_Passage for review_
————

At first, Jordan Heide felt like she had the flu.
But when the junior’s body erupted into convulsions during the early hours of March 18, she realized it was much more serious.
“I was involuntarily flailing, screaming and I didn’t know what was going on,” Heide said. “It looked like an exorcism.”
No pre-existing condition caused Heide’s 15 minutes of convulsions. Instead, it was her excessive caffeine consumption that prompted the fit and landed her in the UNC Hospitals emergency room, she said.
As she lay in the hospital, doctors worked to dilute the 800 milligrams of caffeine she had consumed that evening.
Heide’s case, experts said, offers an extreme glimpse into a problem of caffeine abuse among college students, one that can bring about reactions ranging from nausea to abnormal heart rates.
“Students who drink caffeine stay awake longer. They stay up late, go out and party and have many drinks,” said Eric Wright, resident in the emergency department of UNC Hospitals. “The combination of this can cause seizures.”

————

_Required tasks_
A – From the caffeine article, reproduce the passage starting with "At first, Jordan" and going on through "abnormal heart rates.".
B – In the caffeine article, how many milligrams of caffeine had Heide consumed that evening?
C – Decide whether each statement agrees with the caffeine article. Give yes or no, and quote the words that decide it.
(i) Heide's convulsions lasted 15 minutes.
(ii) A pre-existing condition caused Heide's convulsions.
(iii) Eric Wright is a resident in the emergency department of UNC Hospitals.

————

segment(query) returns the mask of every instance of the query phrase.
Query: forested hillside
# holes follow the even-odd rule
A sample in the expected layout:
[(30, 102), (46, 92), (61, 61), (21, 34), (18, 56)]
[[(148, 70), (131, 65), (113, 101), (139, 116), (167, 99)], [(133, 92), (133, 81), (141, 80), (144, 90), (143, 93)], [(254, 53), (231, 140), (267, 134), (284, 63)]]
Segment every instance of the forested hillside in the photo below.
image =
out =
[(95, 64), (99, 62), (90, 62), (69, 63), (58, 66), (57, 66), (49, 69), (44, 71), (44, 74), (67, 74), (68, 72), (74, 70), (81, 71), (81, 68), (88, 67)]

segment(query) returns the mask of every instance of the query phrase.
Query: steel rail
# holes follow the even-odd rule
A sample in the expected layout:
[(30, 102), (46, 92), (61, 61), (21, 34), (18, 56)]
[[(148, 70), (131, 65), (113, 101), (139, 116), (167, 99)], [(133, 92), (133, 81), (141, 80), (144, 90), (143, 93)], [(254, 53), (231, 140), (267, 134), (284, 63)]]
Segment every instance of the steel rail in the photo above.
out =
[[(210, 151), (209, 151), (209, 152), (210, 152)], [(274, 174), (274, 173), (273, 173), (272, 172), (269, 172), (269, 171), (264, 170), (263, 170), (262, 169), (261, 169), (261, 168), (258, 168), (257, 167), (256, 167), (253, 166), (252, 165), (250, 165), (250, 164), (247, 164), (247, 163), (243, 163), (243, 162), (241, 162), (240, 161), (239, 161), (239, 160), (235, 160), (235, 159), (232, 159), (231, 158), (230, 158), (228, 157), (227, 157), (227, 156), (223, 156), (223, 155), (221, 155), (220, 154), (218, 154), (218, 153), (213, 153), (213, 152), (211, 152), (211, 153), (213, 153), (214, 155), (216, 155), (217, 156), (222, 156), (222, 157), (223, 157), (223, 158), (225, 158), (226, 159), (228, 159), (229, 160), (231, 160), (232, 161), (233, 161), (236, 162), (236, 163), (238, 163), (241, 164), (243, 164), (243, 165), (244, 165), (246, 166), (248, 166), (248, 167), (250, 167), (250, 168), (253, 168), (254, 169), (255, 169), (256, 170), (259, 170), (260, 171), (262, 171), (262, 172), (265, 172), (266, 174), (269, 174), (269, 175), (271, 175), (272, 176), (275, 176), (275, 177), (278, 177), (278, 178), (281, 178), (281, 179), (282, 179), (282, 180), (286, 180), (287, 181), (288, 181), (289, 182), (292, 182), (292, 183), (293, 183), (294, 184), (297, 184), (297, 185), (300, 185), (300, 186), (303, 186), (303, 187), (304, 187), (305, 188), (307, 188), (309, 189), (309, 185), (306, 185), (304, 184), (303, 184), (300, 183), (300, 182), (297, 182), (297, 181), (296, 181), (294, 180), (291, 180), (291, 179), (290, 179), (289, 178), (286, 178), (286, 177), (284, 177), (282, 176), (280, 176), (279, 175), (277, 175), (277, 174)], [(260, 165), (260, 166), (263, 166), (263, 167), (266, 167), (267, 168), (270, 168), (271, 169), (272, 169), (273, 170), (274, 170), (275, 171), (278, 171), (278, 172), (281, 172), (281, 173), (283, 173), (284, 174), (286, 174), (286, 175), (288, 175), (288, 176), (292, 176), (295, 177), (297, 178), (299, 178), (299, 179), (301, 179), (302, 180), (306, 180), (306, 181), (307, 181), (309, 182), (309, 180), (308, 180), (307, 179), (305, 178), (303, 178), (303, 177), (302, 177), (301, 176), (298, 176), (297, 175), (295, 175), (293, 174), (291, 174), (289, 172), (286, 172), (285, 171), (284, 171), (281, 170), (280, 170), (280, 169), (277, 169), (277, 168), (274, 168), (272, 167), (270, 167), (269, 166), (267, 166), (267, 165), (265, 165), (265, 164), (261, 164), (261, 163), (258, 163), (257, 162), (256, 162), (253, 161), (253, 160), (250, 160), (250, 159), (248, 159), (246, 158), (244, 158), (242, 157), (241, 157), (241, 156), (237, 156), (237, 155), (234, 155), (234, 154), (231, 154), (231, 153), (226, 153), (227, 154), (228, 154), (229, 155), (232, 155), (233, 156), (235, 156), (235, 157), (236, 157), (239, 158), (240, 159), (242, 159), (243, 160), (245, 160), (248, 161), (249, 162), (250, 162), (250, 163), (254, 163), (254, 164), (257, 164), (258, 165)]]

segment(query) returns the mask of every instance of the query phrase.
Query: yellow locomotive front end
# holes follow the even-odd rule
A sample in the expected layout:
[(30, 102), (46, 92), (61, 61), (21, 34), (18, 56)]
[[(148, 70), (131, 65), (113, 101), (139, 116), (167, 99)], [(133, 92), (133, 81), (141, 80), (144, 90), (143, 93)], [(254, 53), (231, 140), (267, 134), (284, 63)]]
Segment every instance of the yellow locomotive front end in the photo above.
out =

————

_Task answers_
A –
At first, Jordan Heide felt like she had the flu.
But when the junior’s body erupted into convulsions during the early hours of March 18, she realized it was much more serious.
“I was involuntarily flailing, screaming and I didn’t know what was going on,” Heide said. “It looked like an exorcism.”
No pre-existing condition caused Heide’s 15 minutes of convulsions. Instead, it was her excessive caffeine consumption that prompted the fit and landed her in the UNC Hospitals emergency room, she said.
As she lay in the hospital, doctors worked to dilute the 800 milligrams of caffeine she had consumed that evening.
Heide’s case, experts said, offers an extreme glimpse into a problem of caffeine abuse among college students, one that can bring about reactions ranging from nausea to abnormal heart rates.

B – 800 milligrams.

C –
(i) Yes: "Heide’s 15 minutes of convulsions"
(ii) No: "No pre-existing condition caused Heide’s 15 minutes of convulsions."
(iii) Yes: "Eric Wright, resident in the emergency department of UNC Hospitals"